Dapat Tenaga Luar-Dalam, Rupiah Siap Ngegas ke Rp 14.450/US$

Putu Agus Pransuamitra, CNBC Indonesia
07 September 2020 17:21
Ilustrasi Rupiah dan dolar (CNBC Indonesia/Andrean Kristianto)
Foto: Ilustrasi Rupiah dan dolar (CNBC Indonesia/Andrean Kristianto)

Jakarta, CNBC Indonesia - Nilai tukar rupiah menguat tipis 0,07% melawan dolar Amerika Serikat (AS) ke Rp 14.730/US$ pada perdagangan Senin (7/9/2020). Meski tipis, penguatan tersebut menjadi start yang bagus di awal pekan, mengingat banyak mata uang utama Asia yang melemah melawan dolar AS.

Rupiah mendapat tenaga dari luar dan dalam negeri yang bisa menjadi modal untuk terus ngegas di pekan ini.

Dari luar negeri, kondisi dolar AS sedang kurang bagus. Data-data ekonomi AS menunjukkan tanda-tanda pemulihan ekonomi.

Data manufaktur AS yang melesat tinggi di bulan Agustus, Institute for Supply Management (ISM) kemarin melaporkan purchasing managers' index (PMI) manufaktur melesat menjadi 56 dari bulan Juli 54,2.

PMI menggunakan angka 50 sebagai ambang batas, di bawah 50 berarti kontraksi, sementara di di atasnya berarti ekspansi.

PMI manufaktur bulan Agustus tersebut merupakan yang tertinggi sejak Januari 2019.

Selain data manufaktur, pasar tenaga kerja AS juga membaik. Departemen Tenaga Kerja AS Jumat lalu melaporkan sepanjang bulan Agustus perekonomian AS mampu menyerap 1,371 juta tenaga kerja, dengan tingkat pengangguran turun menjadi 8,4% dari sebelumnya 10,2%. Rata-rata upah per jam juga naik 0,4%.

Ekspansi sektor manufaktur yang meningkat dan membaiknya pasar tenaga kerja memunculkan harapan perekonomian AS bisa segera bangkit dari kemerosotan tajam.

■ **SOAL LATIHAN**
1. Menurut artikel tentang nilai tukar rupiah, berapa angka PMI manufaktur AS pada bulan Agustus?
2. Terjemahkan kalimat dari artikel tentang nilai tukar rupiah ini ke dalam bahasa Inggris: "PMI manufaktur bulan Agustus tersebut merupakan yang tertinggi sejak Januari 2019."
3. Teruskan artikel tentang nilai tukar rupiah, mulai setelah kalimat terakhir yang tercantum.

■ **KUMPULAN ENTRI**
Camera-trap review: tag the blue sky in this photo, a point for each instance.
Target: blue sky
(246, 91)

--

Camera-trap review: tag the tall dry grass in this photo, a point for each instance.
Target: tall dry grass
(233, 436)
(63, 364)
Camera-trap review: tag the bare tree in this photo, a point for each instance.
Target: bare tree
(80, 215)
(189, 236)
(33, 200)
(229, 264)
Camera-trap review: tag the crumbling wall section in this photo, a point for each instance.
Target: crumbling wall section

■ **JAWABAN KEGIATAN**
1. 56

2. The August manufacturing PMI was the highest since January 2019.

3.
Meski demikian, hasil survei Reuters tetap menunjukkan dolar AS akan melemah hingga tahun depan, sebabnya yakni kebijakan ultra longgar bank sentral AS (Federal Reserve/The Fed).

Hal dikonfirmasi oleh ketua The Fed Jerome Powell, yang mengingatkan tantangan ke depan masih berat, dan kebijakan ultra longgar masih akan diterapkan dalam waktu yang cukup lama.

"Kami berpandangan bahwa situasi akan lebih sulit, terutama ada beberapa area di perekonomian yang masih sangat terdampak pandemi virus corona (Coronavirus Disease-2019/Covid-19) seperti pariwisata dan hiburan. Ekonomi masih membutuhkan suku bunga rendah, yang mendukung perbaikan aktivitas ekonomi, sampai beberapa waktu. Mungkin dalam hitungan tahun. Selama apa pun itu, kami akan tetap ada," papar Powell dalam wawancara dengan National Public Radio, sebagaimana dikutip dari Reuters.

Powell menambahkan, The Fed tidak akan menarik kebijakan ultra longgar. Tidak cuma suku bunga, juga berbagai fasilitas pemberian likuiditas ke pasar keuangan maupun sektor riil.

"Kami tidak akan menarik dukungan terhadap perekonomian secara prematur. Kami akan terus melakukan apa pun yang kami bisa," lanjutnya.

Isu dari dalam negeri mengenai rencana perubahan undang-undang Bank Indonesia serta kebijakan "burden sharing" membuat rupiah tertekan pada pekan lalu, tetapi Menteri Keuangan Sri Mulyani Indrawati berupaya menjernihkan situasi.

Melalui konferensi pers akhir pekan lalu, Sri Mulyani menegaskan bahwa pemerintah belum membahas amandemen UU BI yang merupakan inisiatif Dewan Perwakilan Rakyat (DPR).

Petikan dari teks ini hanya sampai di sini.